### What to do
Would you please give the entries again word for word, with no images in your copy?

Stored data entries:
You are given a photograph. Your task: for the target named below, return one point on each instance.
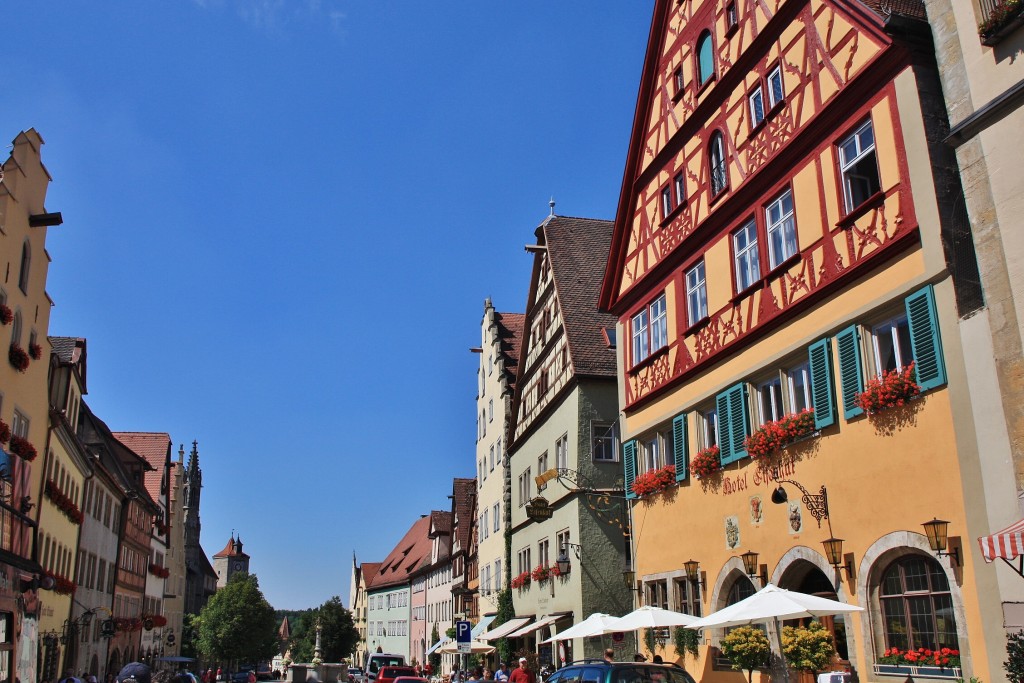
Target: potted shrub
(809, 648)
(747, 647)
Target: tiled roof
(578, 252)
(912, 8)
(155, 447)
(406, 557)
(510, 328)
(463, 494)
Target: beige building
(25, 317)
(983, 82)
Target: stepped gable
(578, 252)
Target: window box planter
(654, 481)
(902, 671)
(1006, 17)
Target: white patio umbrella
(594, 625)
(649, 616)
(475, 647)
(772, 603)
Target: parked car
(599, 671)
(378, 659)
(389, 674)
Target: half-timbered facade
(788, 308)
(564, 412)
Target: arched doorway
(805, 577)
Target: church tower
(230, 561)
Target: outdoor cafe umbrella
(475, 647)
(595, 625)
(649, 616)
(771, 604)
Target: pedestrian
(134, 672)
(522, 674)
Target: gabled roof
(463, 502)
(510, 328)
(578, 251)
(155, 447)
(406, 558)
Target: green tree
(238, 624)
(338, 634)
(809, 648)
(747, 647)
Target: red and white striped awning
(1008, 544)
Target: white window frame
(747, 257)
(784, 224)
(696, 293)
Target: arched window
(716, 164)
(23, 278)
(706, 58)
(916, 606)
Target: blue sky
(282, 218)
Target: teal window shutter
(630, 466)
(724, 444)
(680, 445)
(925, 340)
(819, 359)
(734, 425)
(851, 375)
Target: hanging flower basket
(20, 447)
(521, 581)
(17, 357)
(707, 463)
(894, 388)
(773, 436)
(654, 480)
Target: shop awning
(481, 626)
(530, 628)
(1006, 545)
(505, 629)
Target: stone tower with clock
(230, 561)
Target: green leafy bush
(808, 648)
(747, 647)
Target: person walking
(522, 674)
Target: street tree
(238, 624)
(338, 634)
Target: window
(891, 344)
(604, 447)
(696, 294)
(543, 554)
(706, 58)
(757, 101)
(23, 276)
(781, 229)
(770, 400)
(744, 248)
(775, 92)
(716, 162)
(916, 607)
(799, 387)
(649, 330)
(860, 169)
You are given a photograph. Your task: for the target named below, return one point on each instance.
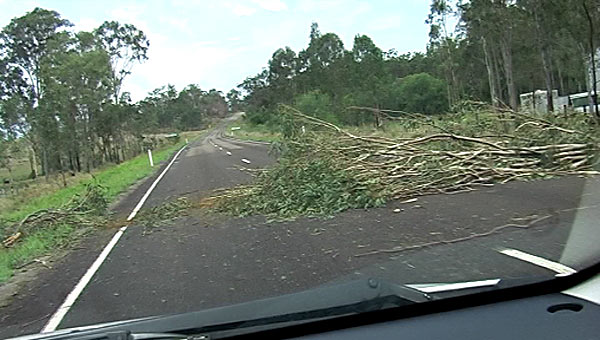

### Reply to the exercise
You are given a photograph. Your task: for the target named below, return one point on each instance.
Target: potted shrub
(809, 648)
(747, 647)
Target: tiled roof
(578, 252)
(912, 8)
(155, 447)
(406, 557)
(510, 328)
(463, 494)
Target: beige building
(25, 317)
(983, 82)
Target: stepped gable
(578, 252)
Target: window box planter
(654, 481)
(902, 671)
(1006, 17)
Target: white patio umbrella
(594, 625)
(649, 616)
(475, 647)
(772, 603)
Target: parked car
(599, 671)
(378, 659)
(389, 674)
Target: half-timbered facade
(788, 308)
(564, 412)
Target: arched doorway
(805, 577)
Target: church tower
(230, 561)
Target: outdoor cafe umbrella
(475, 647)
(595, 625)
(649, 616)
(771, 604)
Target: pedestrian
(134, 672)
(522, 674)
Target: gabled roof
(463, 502)
(510, 328)
(578, 251)
(155, 447)
(406, 558)
Target: green tree
(238, 624)
(338, 634)
(809, 648)
(747, 647)
Target: red and white striped awning
(1008, 544)
Target: white window frame
(747, 257)
(784, 224)
(696, 293)
Target: arched window
(716, 164)
(23, 278)
(706, 58)
(916, 606)
Target: blue sky
(282, 218)
Target: teal window shutter
(630, 466)
(724, 444)
(680, 445)
(925, 340)
(819, 359)
(734, 425)
(851, 375)
Target: hanging flower basket
(20, 447)
(521, 581)
(17, 357)
(707, 463)
(894, 388)
(773, 436)
(654, 480)
Target: shop awning
(481, 626)
(530, 628)
(1006, 545)
(505, 629)
Target: stone tower with clock
(230, 561)
Target: green leafy bush
(808, 648)
(747, 647)
Target: person walking
(522, 674)
Target: street tree
(238, 624)
(338, 634)
Target: window
(891, 344)
(604, 447)
(696, 294)
(543, 554)
(706, 58)
(757, 101)
(23, 276)
(781, 229)
(770, 400)
(744, 248)
(775, 92)
(716, 162)
(916, 607)
(799, 387)
(649, 330)
(860, 169)
You are given a photograph. Your task: for the target named below, return one point on each instance.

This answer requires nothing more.